Copy the listing below in full, requests included, multiplying every coordinate in the answers by 1.5 and rounding each to a whole number, with halves rounded up; keep the numbers in the requests, including their format samples, unchanged. Leave the pictures out of your answer.

-- BEGIN --

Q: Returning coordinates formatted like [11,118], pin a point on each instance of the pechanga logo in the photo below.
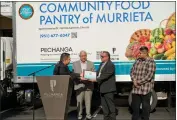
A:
[52,84]
[113,50]
[26,11]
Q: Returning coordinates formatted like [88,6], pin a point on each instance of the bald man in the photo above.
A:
[83,88]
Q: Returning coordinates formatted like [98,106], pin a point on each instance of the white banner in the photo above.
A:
[6,9]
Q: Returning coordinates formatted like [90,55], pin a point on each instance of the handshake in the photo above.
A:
[82,78]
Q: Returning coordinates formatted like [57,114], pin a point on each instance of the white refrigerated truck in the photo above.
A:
[44,30]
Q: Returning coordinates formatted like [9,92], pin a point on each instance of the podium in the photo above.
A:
[55,92]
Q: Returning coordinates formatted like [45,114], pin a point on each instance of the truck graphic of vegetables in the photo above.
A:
[161,42]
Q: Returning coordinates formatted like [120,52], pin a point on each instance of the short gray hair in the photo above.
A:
[82,51]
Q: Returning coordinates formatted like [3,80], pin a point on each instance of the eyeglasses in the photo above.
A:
[102,56]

-- END --

→ ANSWER TO THIS TASK:
Q: Returning coordinates formatted like [11,118], pin a point on each instance of the pechanga logo in the photo below.
A:
[78,126]
[170,75]
[39,17]
Q: Returning coordinates formatted like [88,6], pin a point on each instance of the bald man in the photo above.
A:
[125,132]
Q: Returning coordinates formatted like [98,106], pin a point on each instance of the white banner in the photo above.
A:
[9,14]
Q: Returning coordinates formatted like [90,55], pin a point on each instance of the handshake in the photo above.
A:
[123,117]
Q: Returning coordinates formatted like [57,114], pin a point on each instance of the white refrigerated truck in the photo above.
A:
[66,45]
Q: Returning coordinates formatted like [9,92], pin a point on each instance of the podium in the photo above.
A:
[83,138]
Q: Returning coordinates formatted like [45,114], pin a point on each instance of the truck graphic of vegetables in the photo above.
A:
[242,63]
Q: Returning coordinates formatted like [120,52], pin a point on each instance of the short gray hair in the photo above.
A:
[123,77]
Q: Returning coordinates formatted like [3,80], pin a point on each instance of the eyeglasses in the photo above.
A:
[153,84]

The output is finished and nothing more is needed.